Please output exactly the part of the records below that opens with the line containing "Where can the wall-mounted" and closes with the line containing "Target: metal window grille", both lines included, and nothing else.

#####

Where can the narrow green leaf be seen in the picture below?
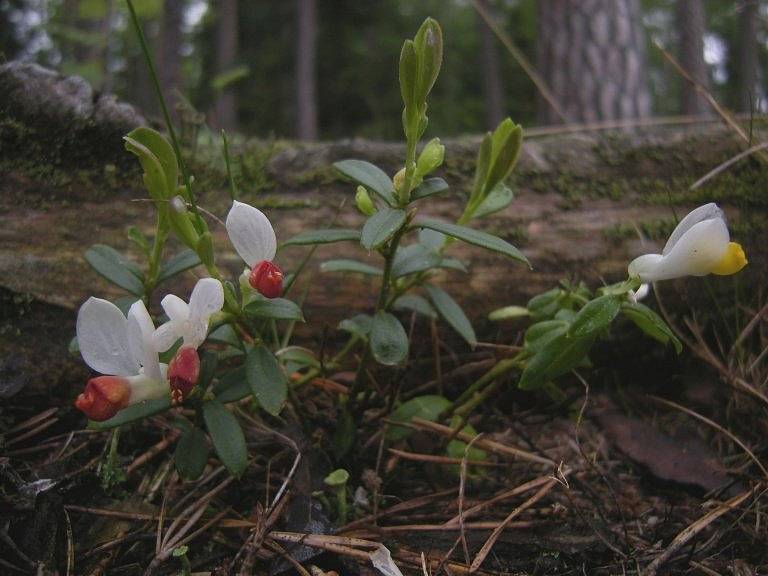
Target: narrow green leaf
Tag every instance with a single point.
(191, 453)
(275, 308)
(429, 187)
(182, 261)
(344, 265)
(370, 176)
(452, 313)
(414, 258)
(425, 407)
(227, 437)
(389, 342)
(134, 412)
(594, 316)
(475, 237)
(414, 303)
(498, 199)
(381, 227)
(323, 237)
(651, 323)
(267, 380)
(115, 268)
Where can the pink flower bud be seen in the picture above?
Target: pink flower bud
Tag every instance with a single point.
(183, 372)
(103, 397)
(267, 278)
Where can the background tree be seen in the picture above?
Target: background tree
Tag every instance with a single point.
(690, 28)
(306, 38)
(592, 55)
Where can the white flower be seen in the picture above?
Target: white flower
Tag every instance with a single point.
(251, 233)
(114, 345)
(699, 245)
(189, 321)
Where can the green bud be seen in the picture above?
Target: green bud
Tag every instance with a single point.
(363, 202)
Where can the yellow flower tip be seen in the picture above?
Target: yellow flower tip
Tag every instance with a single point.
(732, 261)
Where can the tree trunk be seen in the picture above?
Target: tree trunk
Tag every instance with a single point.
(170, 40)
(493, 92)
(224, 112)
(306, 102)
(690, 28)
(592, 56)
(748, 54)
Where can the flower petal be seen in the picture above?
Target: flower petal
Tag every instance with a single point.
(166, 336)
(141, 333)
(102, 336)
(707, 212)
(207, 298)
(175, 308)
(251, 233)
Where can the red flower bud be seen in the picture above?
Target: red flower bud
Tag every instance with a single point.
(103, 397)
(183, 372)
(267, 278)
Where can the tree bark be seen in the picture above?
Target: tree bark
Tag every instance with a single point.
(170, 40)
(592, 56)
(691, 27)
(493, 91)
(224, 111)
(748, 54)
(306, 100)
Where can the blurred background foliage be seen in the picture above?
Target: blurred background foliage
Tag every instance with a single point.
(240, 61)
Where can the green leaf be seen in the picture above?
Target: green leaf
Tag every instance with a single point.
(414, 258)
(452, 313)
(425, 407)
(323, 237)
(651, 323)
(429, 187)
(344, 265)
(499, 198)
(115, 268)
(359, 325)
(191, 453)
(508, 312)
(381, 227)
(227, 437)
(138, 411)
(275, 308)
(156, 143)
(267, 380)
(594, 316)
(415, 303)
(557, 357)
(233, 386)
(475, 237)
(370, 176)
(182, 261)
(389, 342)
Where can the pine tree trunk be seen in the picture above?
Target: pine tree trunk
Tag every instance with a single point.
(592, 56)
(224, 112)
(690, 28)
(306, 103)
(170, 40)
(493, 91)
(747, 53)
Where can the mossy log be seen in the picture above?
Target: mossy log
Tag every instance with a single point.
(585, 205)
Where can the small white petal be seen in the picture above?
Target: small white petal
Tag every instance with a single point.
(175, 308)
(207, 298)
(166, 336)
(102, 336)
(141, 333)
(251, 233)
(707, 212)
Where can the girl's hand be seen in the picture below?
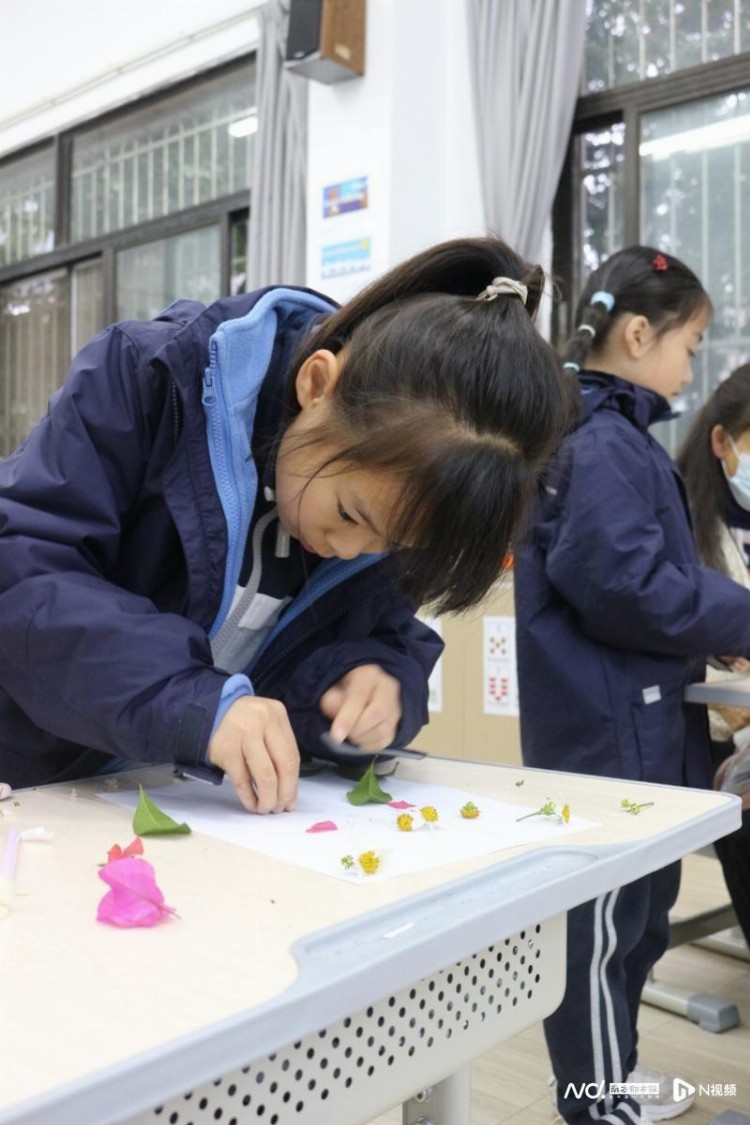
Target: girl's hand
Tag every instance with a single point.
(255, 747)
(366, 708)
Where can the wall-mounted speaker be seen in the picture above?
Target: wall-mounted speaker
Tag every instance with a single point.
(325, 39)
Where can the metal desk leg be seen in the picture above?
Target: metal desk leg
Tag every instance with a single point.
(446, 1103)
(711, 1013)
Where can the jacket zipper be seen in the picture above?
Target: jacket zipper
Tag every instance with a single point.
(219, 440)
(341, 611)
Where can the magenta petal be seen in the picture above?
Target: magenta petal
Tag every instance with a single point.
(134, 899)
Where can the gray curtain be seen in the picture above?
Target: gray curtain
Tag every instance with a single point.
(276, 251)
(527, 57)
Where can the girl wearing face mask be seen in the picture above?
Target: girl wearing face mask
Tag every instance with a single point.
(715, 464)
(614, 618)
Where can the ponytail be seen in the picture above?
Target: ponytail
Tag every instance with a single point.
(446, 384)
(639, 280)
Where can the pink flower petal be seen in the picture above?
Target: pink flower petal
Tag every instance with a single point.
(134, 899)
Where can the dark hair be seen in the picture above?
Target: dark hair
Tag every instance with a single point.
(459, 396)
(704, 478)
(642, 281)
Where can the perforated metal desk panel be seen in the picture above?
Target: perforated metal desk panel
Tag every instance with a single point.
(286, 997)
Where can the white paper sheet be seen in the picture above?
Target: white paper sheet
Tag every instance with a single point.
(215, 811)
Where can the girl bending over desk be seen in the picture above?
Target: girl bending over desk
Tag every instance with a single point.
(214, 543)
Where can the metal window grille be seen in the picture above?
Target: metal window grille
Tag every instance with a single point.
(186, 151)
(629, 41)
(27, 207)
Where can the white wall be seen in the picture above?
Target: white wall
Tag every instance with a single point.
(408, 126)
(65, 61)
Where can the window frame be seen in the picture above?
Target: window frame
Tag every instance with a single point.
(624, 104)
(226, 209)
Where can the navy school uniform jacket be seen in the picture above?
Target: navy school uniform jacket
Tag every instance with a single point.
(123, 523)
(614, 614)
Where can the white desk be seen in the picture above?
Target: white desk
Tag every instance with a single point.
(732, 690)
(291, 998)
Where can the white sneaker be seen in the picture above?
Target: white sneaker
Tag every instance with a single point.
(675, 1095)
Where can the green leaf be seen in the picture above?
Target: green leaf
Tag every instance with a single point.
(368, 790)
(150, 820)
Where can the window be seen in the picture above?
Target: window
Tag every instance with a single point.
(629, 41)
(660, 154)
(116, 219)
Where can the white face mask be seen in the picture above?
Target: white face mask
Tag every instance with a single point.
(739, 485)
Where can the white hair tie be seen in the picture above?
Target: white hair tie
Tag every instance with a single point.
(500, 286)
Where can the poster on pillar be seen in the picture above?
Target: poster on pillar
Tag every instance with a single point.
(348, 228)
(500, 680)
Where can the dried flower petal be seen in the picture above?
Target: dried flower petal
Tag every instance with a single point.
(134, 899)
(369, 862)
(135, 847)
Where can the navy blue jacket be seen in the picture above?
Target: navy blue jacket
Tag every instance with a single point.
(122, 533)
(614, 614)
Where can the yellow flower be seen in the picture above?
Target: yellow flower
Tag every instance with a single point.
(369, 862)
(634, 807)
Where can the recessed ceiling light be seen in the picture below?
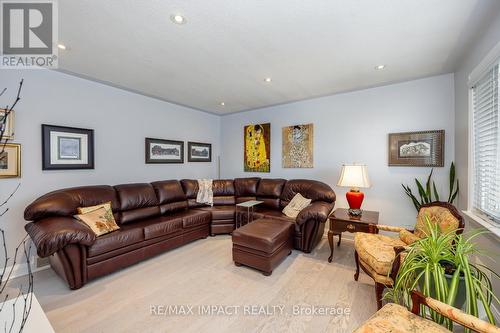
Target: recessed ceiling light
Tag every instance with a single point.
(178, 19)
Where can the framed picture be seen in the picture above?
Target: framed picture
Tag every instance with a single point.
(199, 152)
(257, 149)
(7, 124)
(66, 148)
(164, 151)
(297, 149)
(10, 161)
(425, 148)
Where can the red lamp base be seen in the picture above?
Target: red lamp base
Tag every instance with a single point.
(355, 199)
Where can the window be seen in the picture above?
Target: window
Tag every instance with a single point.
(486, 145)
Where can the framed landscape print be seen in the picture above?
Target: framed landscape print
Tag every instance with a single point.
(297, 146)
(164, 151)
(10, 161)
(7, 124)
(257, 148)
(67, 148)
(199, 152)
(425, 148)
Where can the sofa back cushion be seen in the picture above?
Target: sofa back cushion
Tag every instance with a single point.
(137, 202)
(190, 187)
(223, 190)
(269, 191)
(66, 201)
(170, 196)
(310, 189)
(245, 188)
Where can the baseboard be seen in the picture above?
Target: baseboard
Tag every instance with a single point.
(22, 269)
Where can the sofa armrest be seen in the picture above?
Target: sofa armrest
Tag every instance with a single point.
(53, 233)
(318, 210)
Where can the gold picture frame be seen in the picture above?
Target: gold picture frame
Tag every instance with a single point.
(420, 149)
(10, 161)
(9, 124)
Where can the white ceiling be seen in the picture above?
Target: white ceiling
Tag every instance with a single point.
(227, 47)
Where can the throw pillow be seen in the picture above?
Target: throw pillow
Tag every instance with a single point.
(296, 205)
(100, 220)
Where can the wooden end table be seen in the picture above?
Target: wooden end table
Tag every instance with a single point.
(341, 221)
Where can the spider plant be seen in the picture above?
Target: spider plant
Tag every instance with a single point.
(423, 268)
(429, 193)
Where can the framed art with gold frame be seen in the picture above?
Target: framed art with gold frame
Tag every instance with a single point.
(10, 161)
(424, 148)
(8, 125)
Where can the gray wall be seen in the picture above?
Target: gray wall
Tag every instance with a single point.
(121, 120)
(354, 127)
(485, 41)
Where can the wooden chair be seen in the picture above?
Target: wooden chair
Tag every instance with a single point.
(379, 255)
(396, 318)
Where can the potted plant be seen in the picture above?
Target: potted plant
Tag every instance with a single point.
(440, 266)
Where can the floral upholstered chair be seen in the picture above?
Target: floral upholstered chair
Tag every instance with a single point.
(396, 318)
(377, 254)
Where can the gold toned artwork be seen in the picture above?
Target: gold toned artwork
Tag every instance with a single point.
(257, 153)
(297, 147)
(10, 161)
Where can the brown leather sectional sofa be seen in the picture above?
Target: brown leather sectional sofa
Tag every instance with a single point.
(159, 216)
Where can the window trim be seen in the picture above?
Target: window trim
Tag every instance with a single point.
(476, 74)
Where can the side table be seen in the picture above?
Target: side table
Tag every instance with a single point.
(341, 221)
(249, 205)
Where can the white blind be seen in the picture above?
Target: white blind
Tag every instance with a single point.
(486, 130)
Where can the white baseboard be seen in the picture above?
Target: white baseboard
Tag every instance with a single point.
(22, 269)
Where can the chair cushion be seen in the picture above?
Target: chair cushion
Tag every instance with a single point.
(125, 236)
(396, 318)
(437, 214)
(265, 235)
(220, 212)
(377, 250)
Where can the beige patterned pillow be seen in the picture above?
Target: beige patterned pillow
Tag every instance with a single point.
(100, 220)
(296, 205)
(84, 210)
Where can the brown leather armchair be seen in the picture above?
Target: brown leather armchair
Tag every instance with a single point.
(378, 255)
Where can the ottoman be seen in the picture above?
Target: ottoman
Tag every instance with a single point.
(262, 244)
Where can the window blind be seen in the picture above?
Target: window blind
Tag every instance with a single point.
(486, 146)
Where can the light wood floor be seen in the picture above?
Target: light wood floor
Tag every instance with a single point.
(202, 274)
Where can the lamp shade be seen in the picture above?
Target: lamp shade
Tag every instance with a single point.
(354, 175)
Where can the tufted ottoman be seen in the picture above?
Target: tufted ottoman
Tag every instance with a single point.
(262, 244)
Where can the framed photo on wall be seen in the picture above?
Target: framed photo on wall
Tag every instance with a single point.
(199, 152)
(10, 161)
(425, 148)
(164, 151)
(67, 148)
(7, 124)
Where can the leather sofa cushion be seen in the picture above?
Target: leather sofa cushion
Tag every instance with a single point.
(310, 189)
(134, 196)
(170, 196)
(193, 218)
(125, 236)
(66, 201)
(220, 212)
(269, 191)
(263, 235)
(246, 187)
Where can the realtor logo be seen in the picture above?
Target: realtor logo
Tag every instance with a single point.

#####

** Solution for this problem **
Where can the wall-mounted speaker be seen in the picture above?
Target: wall-mounted speaker
Tag every instance with a single point.
(325, 39)
Where can the metal desk leg be seen in the picture above?
Target: metal desk leg
Tag every instance with a single point.
(446, 1103)
(711, 1013)
Where can the jacket zipper be seen in the picture above?
Target: jacket zipper
Tag every instance with a single point.
(219, 440)
(341, 611)
Where can the magenta petal be seen in the picture above?
Target: magenta petal
Tag every instance with a single point.
(134, 899)
Where can the gray curtain be seen in the picture above?
Target: gray curtain
Tag every instance with a single point.
(276, 251)
(527, 57)
Where can the girl wearing face mask be seen in the picture above?
Target: girl wearing face mask
Tag every instance with a single point.
(715, 464)
(614, 618)
Where can the ponytail be seen in the picture above?
Target: ponytail
Tag every instance with a single point.
(446, 384)
(639, 280)
Where can the pink flower petal be seen in the picture above?
Target: pink flower petal
Tag every instance with a single point.
(134, 899)
Where can the dark hair be seen in the picture above?
Target: dark hair
Tag every instance with a single point.
(459, 396)
(704, 478)
(642, 281)
Where can the perforated metal desk panel be seen in the picture above?
Target: perforated metal desk panel
Tag every instance with a single point.
(286, 997)
Where can the white paper sheet be seen in the picture above?
Target: white paper sheet
Tag every instance with a single point.
(215, 811)
Where can the girl bending over desk be seen in the picture above?
Target: girl bending over desk
Tag every instance with a single point.
(214, 543)
Where can the metal window grille be seen in the picture above?
Target: metal window grille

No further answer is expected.